• **What is being asked**:
Nothing but an exact copy of the records is expected here.

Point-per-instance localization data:
•••••
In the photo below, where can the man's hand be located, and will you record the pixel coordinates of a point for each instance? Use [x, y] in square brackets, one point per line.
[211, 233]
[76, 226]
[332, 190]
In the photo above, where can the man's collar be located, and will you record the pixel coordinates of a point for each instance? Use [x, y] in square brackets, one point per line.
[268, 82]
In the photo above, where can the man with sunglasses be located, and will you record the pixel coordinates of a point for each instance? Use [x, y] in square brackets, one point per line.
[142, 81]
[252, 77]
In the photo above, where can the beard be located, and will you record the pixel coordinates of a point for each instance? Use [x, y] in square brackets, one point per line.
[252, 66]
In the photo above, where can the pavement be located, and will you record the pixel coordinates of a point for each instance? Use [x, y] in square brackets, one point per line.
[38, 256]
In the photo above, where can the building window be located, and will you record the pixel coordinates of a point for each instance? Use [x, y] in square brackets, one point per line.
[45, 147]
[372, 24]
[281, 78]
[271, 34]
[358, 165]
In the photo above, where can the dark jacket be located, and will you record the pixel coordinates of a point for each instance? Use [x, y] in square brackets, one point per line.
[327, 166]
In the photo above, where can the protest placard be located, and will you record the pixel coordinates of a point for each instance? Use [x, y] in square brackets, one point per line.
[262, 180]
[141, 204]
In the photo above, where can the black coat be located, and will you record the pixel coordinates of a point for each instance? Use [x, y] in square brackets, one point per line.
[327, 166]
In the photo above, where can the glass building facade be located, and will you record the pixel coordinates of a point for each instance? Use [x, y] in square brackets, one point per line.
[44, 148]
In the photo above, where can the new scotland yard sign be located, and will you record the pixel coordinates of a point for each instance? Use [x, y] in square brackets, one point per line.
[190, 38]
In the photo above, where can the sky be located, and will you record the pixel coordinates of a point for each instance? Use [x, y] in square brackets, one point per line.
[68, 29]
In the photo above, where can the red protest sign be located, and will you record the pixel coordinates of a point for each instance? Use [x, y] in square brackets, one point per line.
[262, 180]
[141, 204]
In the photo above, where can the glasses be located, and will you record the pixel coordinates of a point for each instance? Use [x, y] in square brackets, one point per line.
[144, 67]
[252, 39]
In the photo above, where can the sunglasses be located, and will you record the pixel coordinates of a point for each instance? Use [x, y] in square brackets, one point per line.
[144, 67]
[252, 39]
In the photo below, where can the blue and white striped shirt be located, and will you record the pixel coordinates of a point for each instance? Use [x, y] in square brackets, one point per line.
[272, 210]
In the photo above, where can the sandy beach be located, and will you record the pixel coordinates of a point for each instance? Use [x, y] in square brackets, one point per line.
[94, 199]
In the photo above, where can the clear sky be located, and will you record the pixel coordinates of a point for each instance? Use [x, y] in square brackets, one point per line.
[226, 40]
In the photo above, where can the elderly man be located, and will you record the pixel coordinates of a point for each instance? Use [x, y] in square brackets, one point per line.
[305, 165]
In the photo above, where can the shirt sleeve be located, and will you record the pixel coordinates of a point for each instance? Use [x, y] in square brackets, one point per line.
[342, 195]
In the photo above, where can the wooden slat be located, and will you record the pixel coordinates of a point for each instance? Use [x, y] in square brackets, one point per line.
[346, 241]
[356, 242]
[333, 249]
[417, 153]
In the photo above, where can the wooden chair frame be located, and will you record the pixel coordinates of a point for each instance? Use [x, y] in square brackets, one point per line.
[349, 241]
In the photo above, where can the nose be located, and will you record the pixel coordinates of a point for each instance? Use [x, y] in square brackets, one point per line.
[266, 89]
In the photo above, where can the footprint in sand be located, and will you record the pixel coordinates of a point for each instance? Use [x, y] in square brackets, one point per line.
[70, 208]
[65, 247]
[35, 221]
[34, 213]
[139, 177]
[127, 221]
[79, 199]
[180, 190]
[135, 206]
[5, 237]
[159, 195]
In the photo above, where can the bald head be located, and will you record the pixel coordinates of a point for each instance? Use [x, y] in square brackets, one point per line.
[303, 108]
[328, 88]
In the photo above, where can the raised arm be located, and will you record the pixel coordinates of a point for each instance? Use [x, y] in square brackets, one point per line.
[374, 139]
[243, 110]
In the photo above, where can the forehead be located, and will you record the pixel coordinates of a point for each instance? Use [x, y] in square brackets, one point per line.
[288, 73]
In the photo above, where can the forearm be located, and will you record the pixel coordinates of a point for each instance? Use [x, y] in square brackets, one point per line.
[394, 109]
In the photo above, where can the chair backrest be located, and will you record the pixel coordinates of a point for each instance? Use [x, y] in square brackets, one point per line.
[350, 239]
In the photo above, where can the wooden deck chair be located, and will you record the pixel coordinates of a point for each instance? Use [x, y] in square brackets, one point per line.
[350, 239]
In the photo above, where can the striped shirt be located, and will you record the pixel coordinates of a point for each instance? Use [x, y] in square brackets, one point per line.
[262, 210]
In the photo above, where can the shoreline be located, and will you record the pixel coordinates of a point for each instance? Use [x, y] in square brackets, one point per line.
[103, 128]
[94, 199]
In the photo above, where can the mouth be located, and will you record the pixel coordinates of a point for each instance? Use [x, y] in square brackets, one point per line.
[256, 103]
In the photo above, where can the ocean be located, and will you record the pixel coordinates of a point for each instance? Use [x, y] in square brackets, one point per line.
•••••
• **Solution for this problem**:
In the photo below, where can the man's hand be located, and will you record the pixel coordinates of a point for each instance? Use [x, y] in square brackets, one point per line.
[211, 233]
[76, 226]
[332, 190]
In the photo above, where can the man's collar be located, and will you record the pixel coordinates of a point for each instance? Use [x, y] in square brackets, one point per line.
[268, 82]
In the photo above, where can the man with sunglasses be located, and will you record the pixel coordinates of a point for each instance? Use [x, y] in square brackets, one point per line.
[142, 81]
[252, 77]
In the photo above, where can the beard be located, and will you record the pixel coordinates of a point for each instance? Use [x, y] in square brackets, one point per line.
[252, 66]
In the photo above, where can the pavement be located, and will you record the pixel coordinates of a point for each instance? Use [x, y] in square brackets, one point per line.
[38, 256]
In the photo above, where can the building window be located, and will you record the pixel coordinates of a point for each instance? Use [x, y] in square brackets, one point per line.
[45, 147]
[372, 24]
[281, 78]
[271, 34]
[358, 165]
In the photo above, where can the dark jacket be located, and will you record the pixel coordinates of a point for each instance? Use [x, y] in square brackets, one point per line.
[327, 166]
In the photo above, where can the protest placard be located, and will you record the pixel coordinates of a point for each instance? Use [x, y] in square brackets, one point per line.
[262, 180]
[141, 204]
In the photo above, where can the black coat be located, and will you record the pixel coordinates of a point for each instance? Use [x, y] in square brackets, one point per line.
[327, 166]
In the photo above, where can the glass building facade be located, and will you record the pixel coordinates of a point for each instance? Use [x, y] in square brackets, one point per line.
[44, 148]
In the photo above, where can the new scotland yard sign be located, and will you record the pixel coordinates of a point for each instance? Use [x, y] in square brackets, one point per line.
[190, 38]
In the photo above, where can the sky be located, and will you record the pixel coordinates of a point for each instance? Use [x, y] in square brackets, one point per line.
[68, 29]
In the photo above, where can the red protest sign be located, and will you record the pixel coordinates of a point for each instance? Use [x, y] in square brackets, one point per line.
[262, 180]
[141, 204]
In the photo above, where can the glasses be located, and will you record the pixel coordinates of a point for each instance? Use [x, y] in square brackets, one point per line.
[144, 67]
[252, 39]
In the photo above, where can the sunglasses be located, and will you record the pixel coordinates of a point for each instance? Use [x, y] in square brackets, one point per line.
[144, 67]
[252, 39]
In the photo below, where can the blue and white striped shirt be located, and will you record the pixel coordinates of a point for each instance? Use [x, y] in square brackets, one point per line.
[272, 210]
In the photo above, where can the sandy beach be located, and will you record the pixel coordinates of a point for each instance? Use [x, y] in square brackets, one point per line.
[94, 199]
In the photo above, where can the clear sky be located, and will you record the pixel coordinates of a point for each instance? Use [x, y] in square brackets, one point per line.
[226, 40]
In the photo above, where can the elderly man be located, and will you record the pixel coordinates of a point for each instance? Use [x, y] in square brackets, one point per line.
[305, 165]
In the photo above, where can the shirt sleeve be located, and will you record the pixel coordinates of a point for each instance? Use [x, y] in square brackets, one point per line.
[342, 195]
In the photo above, where can the wooden slat be located, and will you record the pixel coordinates of a point for each instance? Use [x, y] in square brackets, one point per line.
[346, 241]
[356, 242]
[333, 249]
[417, 153]
In the photo above, where can the wooden chair frame be located, and will you record the pixel coordinates of a point for each instance? Use [x, y] in square brackets, one point per line.
[349, 241]
In the photo above, where can the nose be located, and will you record the pixel coordinates of a point for each instance? Use [x, y] in square brackets, one point per line.
[266, 89]
In the photo above, where can the footprint in sand be located, and will you record the pixel coordinates of a point for each instance? Use [x, y] in square brackets, one point per line.
[70, 208]
[65, 247]
[35, 221]
[34, 213]
[139, 177]
[127, 221]
[79, 199]
[180, 190]
[135, 206]
[5, 237]
[159, 195]
In the photo above, where can the bald head be located, and will you record the pixel coordinates of a point for each instance? Use [x, y] in square brackets, one point per line.
[303, 108]
[328, 88]
In the photo above, where can the raised arm be located, and will you record the pixel coordinates of a point for each instance? Use [x, y] in square brackets, one point per line.
[374, 139]
[243, 110]
In the photo above, where can the forehead be located, and will you record the pixel coordinates of a point for each instance? Use [x, y] in square brackets, one point per line.
[288, 73]
In the photo above, where can the forearm be located, and will you record the pixel coordinates of a point for each instance? Use [x, y] in square brackets, one point per line.
[394, 109]
In the photo above, where can the chair backrest be located, and will you record the pixel coordinates of a point for each instance? Use [x, y] in square brackets, one point per line.
[350, 239]
In the photo above, where can the wooden deck chair be located, and will you record the pixel coordinates of a point for each instance? Use [x, y] in square brackets, one point per line.
[350, 239]
In the photo above, where can the striped shirt be located, and will you record the pixel coordinates of a point for each instance? Use [x, y] in square brackets, one point per line.
[262, 210]
In the photo above, where can the shoreline be located, and will you record the pixel coordinates of a point for each instance? Use [x, y] in square brackets, one point per line.
[103, 128]
[94, 199]
In the photo above, where can the mouth be located, and will you record the pixel coordinates of a point for each instance? Use [x, y] in square brackets, one point per line.
[256, 103]
In the photo above, where can the ocean be located, and will you record the pixel coordinates of a point for each instance? Use [x, y] in square brackets, one point per line.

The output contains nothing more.